======== Article ========

Starting point is 00:22:05 And I mean, some of them are like, I'm looking at you, Microsoft. I like you for a lot of reasons, but hey, I have to scroll your status page. I can't link directly to their write-ups. And this is Azure. And please stop. Make it easier.
Starting point is 00:22:21 You're driving me crazy. I don't even have a data model to figure out how to make this work for people other than like taking screenshots of them. So yeah, so there's shades of gray and black and how much they'll share or how easy it is to find these things. So it'll be interesting to see if there's any less than positive reactions to all of this being available in one place. I'm anticipating at least a little bit of that. There is one other type of metadata that we collect for the void, and that is the type of analysis that is conducted if it is clear what that type of analysis is. And some companies explicitly say, or call it an RCA. We did a root cause analysis. There's a few other types. Some people talk about having a contributing factors analysis. Most people don't consider a formal analysis type, but I am trying to collect and categorize
Starting point is 00:23:10 these because I do think there are some fascinating implications buried therein. And I would like to see if I can keep track of whether or not those change over time. And yes, you've hit on one of my favorite hot take soapbox things, which is root cause. Please take it away. Yeah, well, and anyone who's close to these systems and has watched these things fall down has the inherent sense that there is no root cause, right? Like, let's great. One of my favorite ones, human error. We don't have enough hours for this, Corey.

======== Information supplied ========

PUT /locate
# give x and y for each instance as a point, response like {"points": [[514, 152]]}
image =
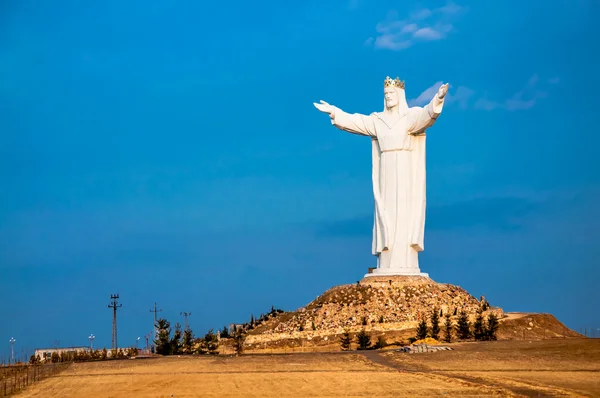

========

# To-do list
[A] According to the transcript, which company's status page does the speaker have to scroll because its write-ups can't be linked directly?
[B] Reproduce the stretch of the transcript from "Starting point is 00:22:05" through "Make it easier.".
[C] Translate this sentence from the transcript into Spanish: "Some people talk about having a contributing factors analysis."

# The replies
[A] Microsoft's, specifically for Azure.

[B]
Starting point is 00:22:05 And I mean, some of them are like, I'm looking at you, Microsoft. I like you for a lot of reasons, but hey, I have to scroll your status page. I can't link directly to their write-ups. And this is Azure. And please stop. Make it easier.

[C] Algunas personas hablan de tener un análisis de factores contribuyentes.